Point labeling entries:
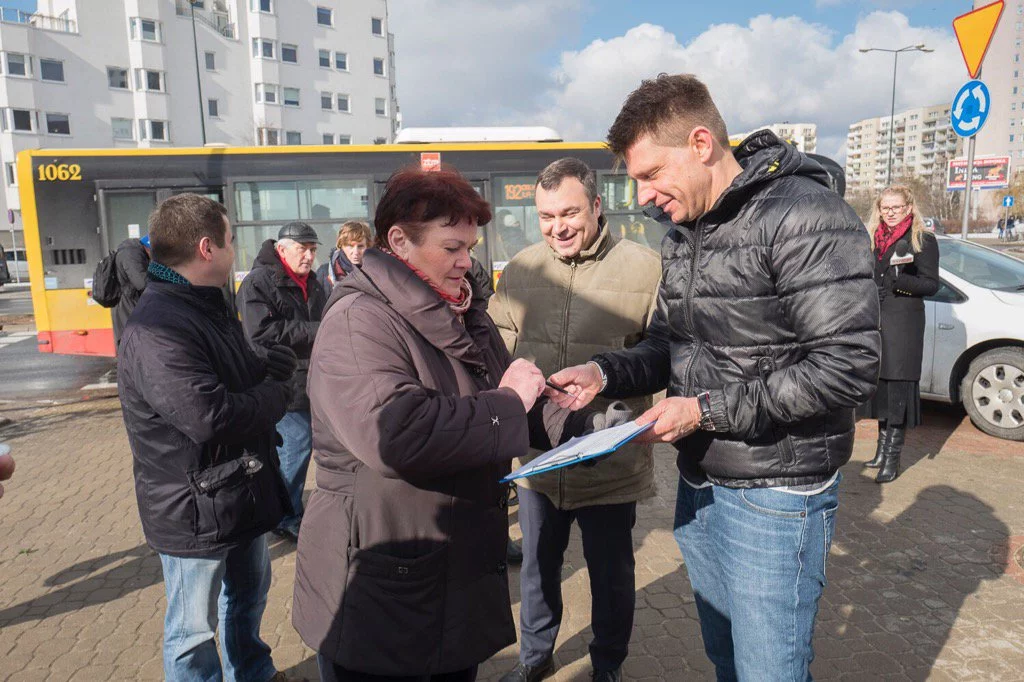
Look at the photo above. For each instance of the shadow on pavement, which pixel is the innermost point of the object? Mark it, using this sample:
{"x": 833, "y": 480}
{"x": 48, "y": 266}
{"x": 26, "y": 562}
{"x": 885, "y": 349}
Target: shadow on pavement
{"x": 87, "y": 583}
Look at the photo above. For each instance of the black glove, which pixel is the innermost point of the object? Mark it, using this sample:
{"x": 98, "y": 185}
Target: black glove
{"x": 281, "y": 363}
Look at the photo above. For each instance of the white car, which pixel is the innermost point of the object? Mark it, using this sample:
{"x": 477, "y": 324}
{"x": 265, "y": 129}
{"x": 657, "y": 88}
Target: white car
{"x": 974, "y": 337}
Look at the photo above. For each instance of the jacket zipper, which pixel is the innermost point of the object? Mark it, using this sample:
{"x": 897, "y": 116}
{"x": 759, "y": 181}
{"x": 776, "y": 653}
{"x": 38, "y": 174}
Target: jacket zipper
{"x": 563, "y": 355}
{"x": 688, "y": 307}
...
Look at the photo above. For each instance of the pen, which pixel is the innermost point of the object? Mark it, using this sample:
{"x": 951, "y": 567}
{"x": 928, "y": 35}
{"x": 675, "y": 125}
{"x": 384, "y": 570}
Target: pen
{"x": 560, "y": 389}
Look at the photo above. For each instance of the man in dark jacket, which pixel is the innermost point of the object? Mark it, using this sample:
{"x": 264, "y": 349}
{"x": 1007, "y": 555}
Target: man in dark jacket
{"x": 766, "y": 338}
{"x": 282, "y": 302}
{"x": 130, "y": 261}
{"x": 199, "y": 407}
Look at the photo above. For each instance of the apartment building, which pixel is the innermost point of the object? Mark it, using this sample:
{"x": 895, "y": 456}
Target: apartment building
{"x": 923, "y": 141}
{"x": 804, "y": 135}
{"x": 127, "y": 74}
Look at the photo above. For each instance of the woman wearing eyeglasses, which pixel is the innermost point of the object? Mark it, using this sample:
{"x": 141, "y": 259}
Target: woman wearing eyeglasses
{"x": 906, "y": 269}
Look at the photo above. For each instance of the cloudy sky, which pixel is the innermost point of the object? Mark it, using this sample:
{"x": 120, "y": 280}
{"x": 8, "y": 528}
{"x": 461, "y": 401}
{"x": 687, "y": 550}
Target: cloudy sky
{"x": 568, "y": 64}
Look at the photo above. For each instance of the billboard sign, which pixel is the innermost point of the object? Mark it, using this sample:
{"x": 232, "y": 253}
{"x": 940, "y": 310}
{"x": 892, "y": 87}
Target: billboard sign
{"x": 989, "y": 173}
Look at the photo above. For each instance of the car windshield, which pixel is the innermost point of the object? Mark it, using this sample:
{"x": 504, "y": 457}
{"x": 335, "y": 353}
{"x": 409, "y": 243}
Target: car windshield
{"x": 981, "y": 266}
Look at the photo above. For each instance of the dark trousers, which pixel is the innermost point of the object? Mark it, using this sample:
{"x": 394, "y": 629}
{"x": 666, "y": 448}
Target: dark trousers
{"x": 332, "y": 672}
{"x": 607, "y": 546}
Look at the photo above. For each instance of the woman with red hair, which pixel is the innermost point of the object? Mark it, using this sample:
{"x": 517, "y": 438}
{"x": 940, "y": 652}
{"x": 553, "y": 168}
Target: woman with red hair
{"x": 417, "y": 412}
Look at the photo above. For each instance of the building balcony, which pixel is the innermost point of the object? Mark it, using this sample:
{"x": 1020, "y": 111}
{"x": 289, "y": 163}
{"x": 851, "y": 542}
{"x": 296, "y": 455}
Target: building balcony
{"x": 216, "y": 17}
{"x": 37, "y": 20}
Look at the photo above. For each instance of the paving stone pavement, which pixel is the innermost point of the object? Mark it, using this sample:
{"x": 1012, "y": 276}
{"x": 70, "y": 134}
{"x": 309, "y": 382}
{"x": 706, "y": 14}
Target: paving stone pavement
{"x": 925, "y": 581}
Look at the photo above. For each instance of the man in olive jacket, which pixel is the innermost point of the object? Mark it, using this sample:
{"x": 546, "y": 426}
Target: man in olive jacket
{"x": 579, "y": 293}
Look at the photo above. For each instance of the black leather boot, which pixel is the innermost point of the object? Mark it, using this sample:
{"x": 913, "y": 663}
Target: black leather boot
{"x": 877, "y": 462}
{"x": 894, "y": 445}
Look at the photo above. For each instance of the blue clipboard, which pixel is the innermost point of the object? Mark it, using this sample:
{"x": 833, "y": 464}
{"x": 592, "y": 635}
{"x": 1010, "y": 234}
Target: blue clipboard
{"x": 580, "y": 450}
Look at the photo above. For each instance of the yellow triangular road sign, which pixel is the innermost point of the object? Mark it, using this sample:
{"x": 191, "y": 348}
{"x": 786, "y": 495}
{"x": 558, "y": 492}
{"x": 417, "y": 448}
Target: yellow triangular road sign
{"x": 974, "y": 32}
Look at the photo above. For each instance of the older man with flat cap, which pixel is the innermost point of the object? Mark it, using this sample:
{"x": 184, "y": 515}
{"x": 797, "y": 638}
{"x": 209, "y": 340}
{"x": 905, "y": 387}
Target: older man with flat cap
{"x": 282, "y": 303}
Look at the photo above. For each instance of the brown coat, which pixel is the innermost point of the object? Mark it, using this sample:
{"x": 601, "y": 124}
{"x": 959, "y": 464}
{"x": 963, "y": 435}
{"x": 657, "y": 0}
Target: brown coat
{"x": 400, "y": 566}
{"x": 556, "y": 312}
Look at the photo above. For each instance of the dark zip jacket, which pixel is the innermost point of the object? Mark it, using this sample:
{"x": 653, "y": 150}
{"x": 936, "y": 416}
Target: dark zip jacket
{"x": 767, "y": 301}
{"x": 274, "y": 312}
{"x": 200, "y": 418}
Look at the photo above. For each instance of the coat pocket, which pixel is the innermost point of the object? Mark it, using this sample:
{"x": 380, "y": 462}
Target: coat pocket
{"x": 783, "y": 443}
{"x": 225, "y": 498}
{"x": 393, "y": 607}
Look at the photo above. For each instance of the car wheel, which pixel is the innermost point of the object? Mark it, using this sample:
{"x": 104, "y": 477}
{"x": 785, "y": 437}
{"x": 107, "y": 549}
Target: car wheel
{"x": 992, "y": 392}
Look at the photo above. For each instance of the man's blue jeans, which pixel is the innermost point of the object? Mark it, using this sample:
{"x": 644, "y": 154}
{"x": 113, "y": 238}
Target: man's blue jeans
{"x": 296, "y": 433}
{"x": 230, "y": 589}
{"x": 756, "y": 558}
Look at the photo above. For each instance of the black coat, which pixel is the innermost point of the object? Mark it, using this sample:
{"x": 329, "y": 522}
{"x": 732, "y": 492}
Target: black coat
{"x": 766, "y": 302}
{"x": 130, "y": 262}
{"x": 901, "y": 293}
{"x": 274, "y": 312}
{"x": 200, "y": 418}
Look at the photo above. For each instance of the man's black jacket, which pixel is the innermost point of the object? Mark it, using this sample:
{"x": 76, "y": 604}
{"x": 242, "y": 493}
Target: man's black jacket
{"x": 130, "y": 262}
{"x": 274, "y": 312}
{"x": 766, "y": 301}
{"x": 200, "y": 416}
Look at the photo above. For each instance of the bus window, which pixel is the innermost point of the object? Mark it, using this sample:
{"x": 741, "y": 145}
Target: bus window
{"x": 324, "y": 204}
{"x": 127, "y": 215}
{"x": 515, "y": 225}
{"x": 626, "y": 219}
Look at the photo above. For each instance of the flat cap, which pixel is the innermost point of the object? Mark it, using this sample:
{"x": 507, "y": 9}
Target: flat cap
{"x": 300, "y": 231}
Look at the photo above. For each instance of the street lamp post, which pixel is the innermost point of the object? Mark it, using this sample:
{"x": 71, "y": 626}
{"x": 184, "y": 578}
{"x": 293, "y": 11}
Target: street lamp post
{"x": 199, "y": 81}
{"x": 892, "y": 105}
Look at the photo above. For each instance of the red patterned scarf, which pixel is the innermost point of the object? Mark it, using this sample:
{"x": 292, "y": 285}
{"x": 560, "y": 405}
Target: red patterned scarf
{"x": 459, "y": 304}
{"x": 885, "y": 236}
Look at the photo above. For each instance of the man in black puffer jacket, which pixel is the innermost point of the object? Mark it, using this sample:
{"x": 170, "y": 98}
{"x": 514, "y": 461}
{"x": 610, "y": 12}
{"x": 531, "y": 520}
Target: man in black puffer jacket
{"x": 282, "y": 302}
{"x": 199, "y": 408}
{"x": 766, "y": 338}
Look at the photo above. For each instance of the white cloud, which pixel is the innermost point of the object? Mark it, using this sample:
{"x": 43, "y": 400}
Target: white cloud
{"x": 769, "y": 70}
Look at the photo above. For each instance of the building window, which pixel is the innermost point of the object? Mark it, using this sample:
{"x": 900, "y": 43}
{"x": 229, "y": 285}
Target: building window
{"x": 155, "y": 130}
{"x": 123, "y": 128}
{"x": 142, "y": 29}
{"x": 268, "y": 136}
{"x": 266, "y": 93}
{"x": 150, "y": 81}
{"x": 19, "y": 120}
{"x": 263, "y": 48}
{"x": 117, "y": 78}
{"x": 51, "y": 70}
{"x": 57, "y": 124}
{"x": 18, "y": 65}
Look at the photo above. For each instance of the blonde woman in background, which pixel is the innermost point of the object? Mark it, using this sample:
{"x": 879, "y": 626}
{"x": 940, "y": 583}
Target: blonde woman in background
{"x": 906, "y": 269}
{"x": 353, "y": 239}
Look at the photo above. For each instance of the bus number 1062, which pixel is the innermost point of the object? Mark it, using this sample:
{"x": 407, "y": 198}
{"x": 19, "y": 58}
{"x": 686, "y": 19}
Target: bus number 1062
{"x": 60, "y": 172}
...
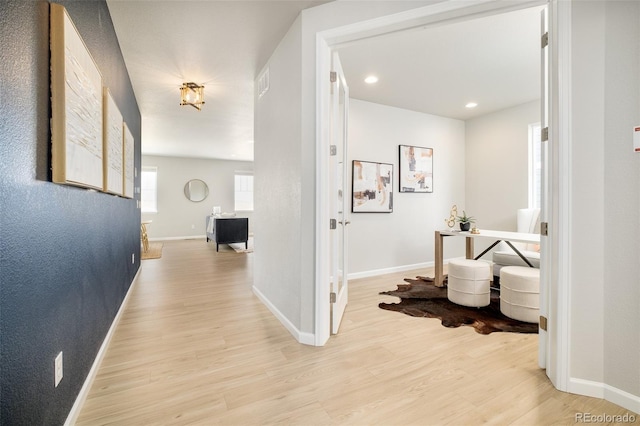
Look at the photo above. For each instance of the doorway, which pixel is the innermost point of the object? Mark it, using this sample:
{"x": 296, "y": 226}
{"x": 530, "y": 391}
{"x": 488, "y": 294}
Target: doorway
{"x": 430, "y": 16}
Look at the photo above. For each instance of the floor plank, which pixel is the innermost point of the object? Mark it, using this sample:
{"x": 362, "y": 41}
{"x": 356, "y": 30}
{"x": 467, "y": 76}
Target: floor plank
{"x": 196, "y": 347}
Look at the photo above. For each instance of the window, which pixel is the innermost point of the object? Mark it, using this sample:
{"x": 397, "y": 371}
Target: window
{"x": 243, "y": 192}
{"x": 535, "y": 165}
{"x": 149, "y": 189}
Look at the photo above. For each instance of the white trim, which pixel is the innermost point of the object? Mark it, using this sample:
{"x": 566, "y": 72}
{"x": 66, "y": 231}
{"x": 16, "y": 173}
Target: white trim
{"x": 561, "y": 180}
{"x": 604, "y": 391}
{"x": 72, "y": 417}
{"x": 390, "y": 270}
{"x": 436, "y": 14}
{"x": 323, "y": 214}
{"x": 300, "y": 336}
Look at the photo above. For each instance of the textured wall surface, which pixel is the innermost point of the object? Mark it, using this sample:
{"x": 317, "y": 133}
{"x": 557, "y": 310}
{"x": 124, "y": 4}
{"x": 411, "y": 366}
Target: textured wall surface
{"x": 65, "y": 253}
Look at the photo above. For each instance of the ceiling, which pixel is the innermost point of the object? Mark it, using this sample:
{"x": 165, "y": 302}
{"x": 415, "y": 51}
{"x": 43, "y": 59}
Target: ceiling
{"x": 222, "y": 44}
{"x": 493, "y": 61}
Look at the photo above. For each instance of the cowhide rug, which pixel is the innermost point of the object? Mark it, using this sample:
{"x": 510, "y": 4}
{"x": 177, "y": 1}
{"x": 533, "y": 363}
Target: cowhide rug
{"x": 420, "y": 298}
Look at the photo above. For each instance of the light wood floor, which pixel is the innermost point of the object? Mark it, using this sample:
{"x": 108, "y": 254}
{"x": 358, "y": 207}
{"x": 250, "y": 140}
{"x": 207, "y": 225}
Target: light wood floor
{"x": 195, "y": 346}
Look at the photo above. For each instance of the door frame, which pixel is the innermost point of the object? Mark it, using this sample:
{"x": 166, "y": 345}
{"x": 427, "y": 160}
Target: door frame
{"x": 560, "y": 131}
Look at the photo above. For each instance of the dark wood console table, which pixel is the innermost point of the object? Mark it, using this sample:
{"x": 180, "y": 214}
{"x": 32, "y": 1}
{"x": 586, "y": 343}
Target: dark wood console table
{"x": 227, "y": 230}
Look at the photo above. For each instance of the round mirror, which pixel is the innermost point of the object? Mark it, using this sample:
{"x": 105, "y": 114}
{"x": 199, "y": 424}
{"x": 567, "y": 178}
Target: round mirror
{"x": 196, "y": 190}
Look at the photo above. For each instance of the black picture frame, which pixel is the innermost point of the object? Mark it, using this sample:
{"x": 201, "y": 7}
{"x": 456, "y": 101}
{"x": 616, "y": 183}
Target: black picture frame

▸ What you need to do
Rewrite the entries, beginning at the line that has "Look at the photo above. For each instance of the round" and stopping after the line that has "Target: black picture frame". Put "oval mirror" wherever "round mirror" appears, and keep everything else unchanged.

▸ Written answer
Look at the photo above. For each instance of the oval mirror, which pixel is the innermost point of the object? Mark it, using this sample:
{"x": 105, "y": 114}
{"x": 199, "y": 424}
{"x": 567, "y": 178}
Target: oval mirror
{"x": 196, "y": 190}
Look at the photo above. For each instance of the black picture frame, which pixel is the innermost point of the object? Mark it, using this sample:
{"x": 201, "y": 7}
{"x": 456, "y": 101}
{"x": 616, "y": 183}
Target: black picture frame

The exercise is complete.